**Objective**
Rewrite every one of the lines below with "keypoint" changed to "marker point" wherever it occurs, keeping everything else the same.

+++

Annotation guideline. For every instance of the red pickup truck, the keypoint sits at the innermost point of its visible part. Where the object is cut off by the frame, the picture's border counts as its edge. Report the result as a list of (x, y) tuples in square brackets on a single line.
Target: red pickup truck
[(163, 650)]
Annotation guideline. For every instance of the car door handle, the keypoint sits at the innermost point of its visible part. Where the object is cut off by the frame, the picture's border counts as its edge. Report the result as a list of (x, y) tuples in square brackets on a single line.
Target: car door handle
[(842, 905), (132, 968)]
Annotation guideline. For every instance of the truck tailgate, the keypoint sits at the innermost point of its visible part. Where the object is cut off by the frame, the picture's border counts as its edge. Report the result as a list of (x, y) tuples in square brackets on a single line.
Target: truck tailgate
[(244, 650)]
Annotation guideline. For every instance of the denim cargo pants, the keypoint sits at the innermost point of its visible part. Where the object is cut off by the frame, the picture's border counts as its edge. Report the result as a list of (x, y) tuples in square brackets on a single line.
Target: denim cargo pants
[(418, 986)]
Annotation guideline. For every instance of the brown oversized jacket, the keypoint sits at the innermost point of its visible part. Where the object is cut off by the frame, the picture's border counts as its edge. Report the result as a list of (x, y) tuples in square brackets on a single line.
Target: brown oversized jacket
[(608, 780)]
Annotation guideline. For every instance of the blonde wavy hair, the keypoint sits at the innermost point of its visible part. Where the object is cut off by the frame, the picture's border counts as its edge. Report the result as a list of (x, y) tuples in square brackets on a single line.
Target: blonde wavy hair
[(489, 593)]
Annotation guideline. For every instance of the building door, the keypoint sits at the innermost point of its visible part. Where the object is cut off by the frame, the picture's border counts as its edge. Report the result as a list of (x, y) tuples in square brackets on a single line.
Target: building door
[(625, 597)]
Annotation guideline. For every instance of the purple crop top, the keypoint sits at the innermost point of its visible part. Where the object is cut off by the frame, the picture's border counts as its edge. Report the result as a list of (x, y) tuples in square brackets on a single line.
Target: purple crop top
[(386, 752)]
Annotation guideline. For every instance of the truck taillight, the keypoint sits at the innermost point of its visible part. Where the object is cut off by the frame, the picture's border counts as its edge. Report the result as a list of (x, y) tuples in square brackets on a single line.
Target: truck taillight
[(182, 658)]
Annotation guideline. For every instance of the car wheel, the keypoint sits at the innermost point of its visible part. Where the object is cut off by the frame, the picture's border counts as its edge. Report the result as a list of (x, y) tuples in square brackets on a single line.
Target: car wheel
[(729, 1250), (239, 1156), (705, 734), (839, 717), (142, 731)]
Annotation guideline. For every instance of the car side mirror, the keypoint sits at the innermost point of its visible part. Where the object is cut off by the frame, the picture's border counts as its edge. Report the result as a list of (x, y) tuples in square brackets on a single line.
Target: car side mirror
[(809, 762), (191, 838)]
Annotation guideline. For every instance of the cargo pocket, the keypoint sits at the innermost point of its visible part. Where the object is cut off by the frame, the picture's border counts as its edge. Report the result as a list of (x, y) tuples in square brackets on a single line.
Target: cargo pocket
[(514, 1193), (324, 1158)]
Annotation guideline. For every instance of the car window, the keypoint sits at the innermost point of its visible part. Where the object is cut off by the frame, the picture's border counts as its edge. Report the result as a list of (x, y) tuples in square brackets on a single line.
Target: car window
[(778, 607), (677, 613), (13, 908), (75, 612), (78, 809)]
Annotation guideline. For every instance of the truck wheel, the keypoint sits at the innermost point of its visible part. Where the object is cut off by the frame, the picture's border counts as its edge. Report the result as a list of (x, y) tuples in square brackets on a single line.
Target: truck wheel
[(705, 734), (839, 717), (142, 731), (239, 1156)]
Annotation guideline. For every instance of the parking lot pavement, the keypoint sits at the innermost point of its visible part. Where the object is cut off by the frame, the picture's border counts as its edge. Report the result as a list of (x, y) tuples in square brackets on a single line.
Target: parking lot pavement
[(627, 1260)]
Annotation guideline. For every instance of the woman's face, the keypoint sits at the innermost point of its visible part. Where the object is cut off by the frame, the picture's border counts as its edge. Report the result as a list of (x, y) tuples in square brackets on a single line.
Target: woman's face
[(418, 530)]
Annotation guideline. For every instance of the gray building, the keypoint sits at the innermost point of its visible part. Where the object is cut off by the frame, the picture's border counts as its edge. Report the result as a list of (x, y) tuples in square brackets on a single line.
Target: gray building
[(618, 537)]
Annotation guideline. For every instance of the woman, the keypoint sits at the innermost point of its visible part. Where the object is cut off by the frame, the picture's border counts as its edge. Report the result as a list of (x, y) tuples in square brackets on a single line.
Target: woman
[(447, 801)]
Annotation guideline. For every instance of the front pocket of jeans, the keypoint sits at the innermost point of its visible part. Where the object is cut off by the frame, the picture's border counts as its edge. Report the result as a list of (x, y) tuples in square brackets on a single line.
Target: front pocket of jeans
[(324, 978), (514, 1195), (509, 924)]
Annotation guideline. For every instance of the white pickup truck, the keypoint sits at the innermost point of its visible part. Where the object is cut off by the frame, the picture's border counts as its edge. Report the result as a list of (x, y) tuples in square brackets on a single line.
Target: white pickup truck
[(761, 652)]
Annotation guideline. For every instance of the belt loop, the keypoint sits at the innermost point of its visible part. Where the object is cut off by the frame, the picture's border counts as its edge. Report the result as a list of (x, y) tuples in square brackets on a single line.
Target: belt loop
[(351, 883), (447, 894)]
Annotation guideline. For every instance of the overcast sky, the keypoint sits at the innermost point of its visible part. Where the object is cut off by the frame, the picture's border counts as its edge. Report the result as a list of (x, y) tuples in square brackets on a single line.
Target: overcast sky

+++

**The answer**
Annotation guideline. For every instance of the red pickup truck, the marker point sits at the innermost point of its visible part. Where the object is cut off by the frame, the picture's border counts as its edge. Report the result as a list of (x, y) tuples in square brackets on a single line.
Target: red pickup truck
[(163, 650)]
Annotation guideline. For every instance of the car door handle, the marker point sits at the innermost point of its visible part. Where the object is cut off by the frame, the picture's border counts as its edge. Report the result as a list of (x, y) tuples in square brackets on a single line.
Target: car door handle
[(842, 905), (132, 968)]
Annotation guideline. For every instance of the truck tailgate, the marker point sits at the innermost point of its visible part. Where the object is cut off by the frame, the picture's border counts as its edge. Report the result as a list of (x, y) tuples in square brackets on a single line.
Target: truck tailgate
[(244, 650)]
Annotation guideline. For every instance of the denim cargo pants, the marker point sits at the innermost point of its visible part. Where the object is cut off by the frame, the picture's border counts as its edge. Report the result as a list of (x, y) tuples in square brackets on a single line.
Target: denim cargo pants
[(418, 986)]
Annotation guideline. For every instance of the brown oversized jacket, the marker point sits at the innermost point of its visible part. Where the object is cut off by the frame, the picture's border counts as its edge. Report the result as a list of (x, y) tuples in square brackets on a single line.
Target: brown oversized jacket
[(608, 780)]
Annotation guideline. For every instance of the blonde wavy hair, the marker point sits at the innermost point of its visible part. Where the object is cut off by the frame, the picture's border counts as its edge. Report the result as a list of (x, y) tuples in square brackets on a single line.
Target: blonde wavy hair
[(489, 593)]
Annotation guideline. For every instance of the building door, the marker point sits at the innermost point of its visible part. Where the object is cut off by the frame, the picture's border counts as its edge. Report the result as a list of (x, y) tuples in square brackets on a single line.
Target: building door
[(625, 597)]
Annotation guideline. For every instance of the purple crop top, the marker point sits at the innermost point of its visible part. Where the object is cut off by the frame, the picture's border counts as its edge. Report the result as a list of (x, y) tuples in square brackets on a single line.
Target: purple crop top
[(386, 752)]
Annotation guideline. For every instance of the truck taillight, the marker point sits at the innermost point of its visible part. Where the object is cut off by the frame, the picture's border counts as its edge. Report the result as a list of (x, y) tuples in square brackets on a single line.
Target: truck taillight
[(182, 658)]
Annotation guideline. For every instance of the car wheel, the marker point sits at the innermost point of its visible part. Where the object is cut off by the frame, the picture's border counts as its edge. Report the result as a list of (x, y) tuples in square brackets on a single line.
Target: car wheel
[(729, 1250), (239, 1156), (705, 734), (839, 717), (142, 731)]
Annotation guideline. For every instance of the car side mirror, the marker point sits at the innermost point of its visible part. Where the object is cut off by the frame, the picture's border counts as its edge. Report the result as a list of (x, y) tuples in square brackets on a single line.
Target: car side mirror
[(809, 762), (191, 838)]
Annotation guideline. For every instance of the cargo pocket, the marker point sits at the innermost point of its visible part. Where the object is cut off by the frame, the picture's border counts as its edge. Report the result as a list of (x, y) tuples in square brackets on a single line.
Target: cargo pocket
[(514, 1193), (324, 1158)]
Annotation guideline. For every instance of the car window, the marker point sits at the innermost point of its visible part. Where the object is cut off by the frame, the picture's border counts as its edge. Report the result as a list of (x, y) tuples in square brackets on a single line.
Target: car window
[(778, 607), (677, 613), (13, 908), (75, 612), (78, 809)]
Annotation guideline. For every instance of the truck wheel, the marker point sits at the innermost point of its visible part. Where the object is cut off by the frame, the picture's border counts as its edge. Report the result as a list of (x, y) tuples in square brackets on a single line.
Target: truck wheel
[(705, 734), (839, 717), (142, 731), (239, 1156)]
Annotation guideline. For every instance of the parking lot pavement, the marker point sits at the innermost point of its visible part. Where the object is cut off by the frame, the picture's border counts as its edge. Report the result as a list of (x, y) tuples in square brackets on a single line.
Target: parking lot pavement
[(627, 1260)]
Annotation guideline. For every instance of the woman's face, the marker point sits at the innermost point of its visible part. Where the object is cut off by the frame, the picture's border counts as its edge. Report the result as a list of (x, y) tuples in square brackets on a single line.
Target: woman's face
[(418, 530)]
Annotation guideline. For every instance of the gray building, the marker point sits at the innermost point of its visible part. Where the object is cut off by the frame, the picture's border counts as its edge. Report the result as a list of (x, y) tuples in square brackets on a single line.
Target: gray building
[(618, 537)]
Annotation guideline. For every instance of the woman, the marker point sits at the innermost point of its visible part. Where the object is cut off by the frame, the picture's border counts as its edge. Report the result as a list of (x, y) tuples in square brackets on a single line.
Target: woman
[(447, 801)]
Annotation guideline. For every instance of the front pocket of jeans, the marker point sits at the innermost point of its visible part. Where the object is cut off by the frame, the picture's border counts as its edge. Report the result as a list of (x, y) tuples in square brackets on a single line.
Target: front pocket of jeans
[(324, 978), (514, 1195), (509, 924)]
Annotation guideline. For every instance of the white pickup truck, the marker point sits at the innermost point of its visible part. Where the object is cut off by the frame, the picture's border counts as its edge. Report the result as a list of (x, y) tuples in square brackets on a single line.
Target: white pickup truck
[(761, 652)]
Annotation guideline. For every instance of the belt loop, the marker point sits at the innermost point of its visible part. Where the object is cut off by the frame, the picture's border counts as its edge. Report the result as a list of (x, y) tuples in square brackets on a single line.
Target: belt loop
[(351, 883), (447, 894)]
Annotation guideline. For every instance of the overcast sky, the marker point sits at the innermost point of its visible part. Where the object is cut off by the frame, the picture's border counts as its edge. Report the result as a list of (x, y) tuples in square brackets on a single line.
Target: overcast sky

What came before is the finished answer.